→ **Position annotation records**:
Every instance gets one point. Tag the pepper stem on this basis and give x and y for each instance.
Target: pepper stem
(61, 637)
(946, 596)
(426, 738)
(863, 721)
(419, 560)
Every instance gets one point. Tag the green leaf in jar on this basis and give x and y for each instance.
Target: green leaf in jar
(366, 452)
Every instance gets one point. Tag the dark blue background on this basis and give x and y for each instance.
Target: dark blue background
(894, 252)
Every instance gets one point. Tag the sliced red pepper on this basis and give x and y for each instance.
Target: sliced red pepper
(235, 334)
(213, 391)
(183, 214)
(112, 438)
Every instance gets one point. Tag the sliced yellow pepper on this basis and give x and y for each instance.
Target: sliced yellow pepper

→ **Given problem**: Could you rewrite the records above so that "instance" becomes "object" everywhere it occurs, with nothing else changed?

→ **Complete response**:
Every object gets one point. Tag the pepper stem on this basis and give x and y for each object.
Target: pepper stem
(61, 637)
(946, 596)
(426, 738)
(863, 721)
(419, 560)
Every object gets one point. Tag the green leaf in jar on this basis and give x and y for each object.
Target: green leaf in jar
(366, 452)
Every object gets one point. Tag the dark blue background on this basis and give x and y for each object.
Target: dark blue background
(894, 252)
Every object gets one point. Tag the sliced red pepper on this basis and give x and y for each object.
Target: sliced red pepper
(235, 334)
(213, 391)
(183, 214)
(112, 438)
Every object gets one point. Tag the sliced yellow pepper on this basis and give x and y for each object.
Target: sliced yellow pepper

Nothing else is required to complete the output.